= Listed entries =
#####

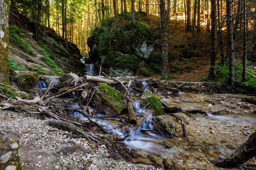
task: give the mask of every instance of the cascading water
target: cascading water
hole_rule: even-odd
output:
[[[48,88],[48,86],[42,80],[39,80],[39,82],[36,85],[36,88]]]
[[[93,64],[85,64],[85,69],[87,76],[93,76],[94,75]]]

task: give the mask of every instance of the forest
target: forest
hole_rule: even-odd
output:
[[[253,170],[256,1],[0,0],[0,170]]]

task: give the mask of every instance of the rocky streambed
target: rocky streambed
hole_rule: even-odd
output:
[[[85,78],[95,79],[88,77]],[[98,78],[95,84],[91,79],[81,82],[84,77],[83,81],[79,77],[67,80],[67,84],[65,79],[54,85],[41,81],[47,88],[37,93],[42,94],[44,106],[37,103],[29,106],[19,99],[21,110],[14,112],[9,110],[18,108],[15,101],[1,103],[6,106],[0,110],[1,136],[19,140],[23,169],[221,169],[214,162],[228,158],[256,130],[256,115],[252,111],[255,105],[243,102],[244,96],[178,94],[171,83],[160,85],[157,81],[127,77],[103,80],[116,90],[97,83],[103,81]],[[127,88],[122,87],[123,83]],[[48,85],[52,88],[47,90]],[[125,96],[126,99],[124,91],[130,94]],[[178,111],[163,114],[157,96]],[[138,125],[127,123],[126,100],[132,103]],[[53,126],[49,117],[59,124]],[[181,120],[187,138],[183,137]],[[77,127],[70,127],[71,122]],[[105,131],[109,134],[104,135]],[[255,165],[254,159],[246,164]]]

#####

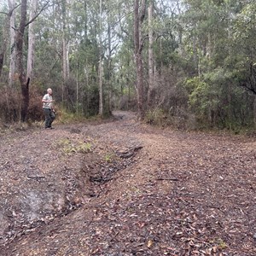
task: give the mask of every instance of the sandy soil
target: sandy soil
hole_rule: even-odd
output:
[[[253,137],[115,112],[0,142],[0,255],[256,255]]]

#####

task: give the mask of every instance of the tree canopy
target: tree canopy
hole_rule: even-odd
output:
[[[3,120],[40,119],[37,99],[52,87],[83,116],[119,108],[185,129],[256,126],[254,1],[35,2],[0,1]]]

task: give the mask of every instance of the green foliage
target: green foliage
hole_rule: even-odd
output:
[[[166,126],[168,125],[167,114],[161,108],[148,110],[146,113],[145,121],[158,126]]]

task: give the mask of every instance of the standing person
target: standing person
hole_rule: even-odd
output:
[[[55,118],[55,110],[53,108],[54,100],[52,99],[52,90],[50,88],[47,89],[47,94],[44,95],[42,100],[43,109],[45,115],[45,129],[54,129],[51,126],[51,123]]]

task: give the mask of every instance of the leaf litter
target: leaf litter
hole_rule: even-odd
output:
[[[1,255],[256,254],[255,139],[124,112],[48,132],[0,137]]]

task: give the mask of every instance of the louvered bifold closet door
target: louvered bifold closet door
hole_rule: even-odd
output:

#####

= Job =
Print the portion of the records above that opens with the line containing "task: give the mask of every instance of the cascading" and closes with the line containing "[[[253,170],[256,1],[0,0],[0,170]]]". Include both of those lines and copy every character without change.

= Exercise result =
task: give the mask of every instance of the cascading water
target: cascading water
hole_rule: even-odd
output:
[[[48,88],[48,86],[42,80],[39,80],[39,82],[36,85],[36,88]]]
[[[93,64],[85,64],[85,69],[87,76],[93,76],[94,75]]]

task: give the mask of every instance of the forest
target: forest
hole_rule: even-odd
output:
[[[253,170],[256,1],[0,0],[0,170]]]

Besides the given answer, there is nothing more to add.